• _Material to process_
────

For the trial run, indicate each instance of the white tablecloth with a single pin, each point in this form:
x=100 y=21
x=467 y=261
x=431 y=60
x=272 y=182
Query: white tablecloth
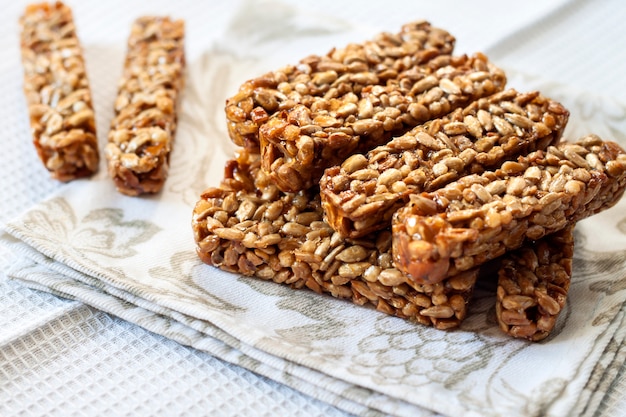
x=62 y=357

────

• _Work request_
What is needed is an exact printout of every record above, with the pictures left out.

• _Solution to this problem_
For the trial run, indicate each instance of the white tablecloth with a single pin, each point in this form:
x=100 y=21
x=467 y=261
x=431 y=60
x=272 y=182
Query: white tablecloth
x=62 y=357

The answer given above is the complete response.